GIVEN PROBLEM
Copy out the rows below, substituting "place a dot" for every instance of "mark a point" and keeping everything else the same. Omit the pictures from your copy.

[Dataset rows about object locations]
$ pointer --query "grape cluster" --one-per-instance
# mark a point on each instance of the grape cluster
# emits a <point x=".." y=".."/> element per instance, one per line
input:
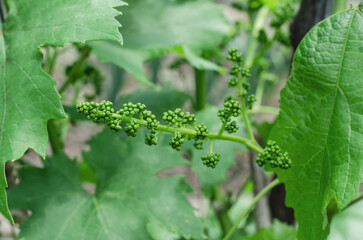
<point x="131" y="128"/>
<point x="282" y="14"/>
<point x="178" y="118"/>
<point x="232" y="127"/>
<point x="251" y="99"/>
<point x="151" y="122"/>
<point x="234" y="55"/>
<point x="232" y="108"/>
<point x="151" y="138"/>
<point x="177" y="141"/>
<point x="211" y="160"/>
<point x="273" y="155"/>
<point x="246" y="72"/>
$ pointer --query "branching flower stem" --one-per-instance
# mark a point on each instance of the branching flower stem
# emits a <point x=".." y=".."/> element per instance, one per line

SOLVED EXERCISE
$ pointer --query "grape cluster" --one-per-instance
# place a dot on each instance of the grape cluster
# emits a <point x=".." y=".."/> element per instance, one per line
input:
<point x="131" y="128"/>
<point x="282" y="14"/>
<point x="178" y="118"/>
<point x="232" y="127"/>
<point x="251" y="99"/>
<point x="151" y="122"/>
<point x="234" y="55"/>
<point x="232" y="108"/>
<point x="151" y="138"/>
<point x="177" y="141"/>
<point x="211" y="160"/>
<point x="273" y="155"/>
<point x="246" y="72"/>
$ pointer --query "branching flower stem" --one-per-instance
# place a dot on each instance of the branching flower stem
# emits a <point x=".." y=".."/> element per instance, one per line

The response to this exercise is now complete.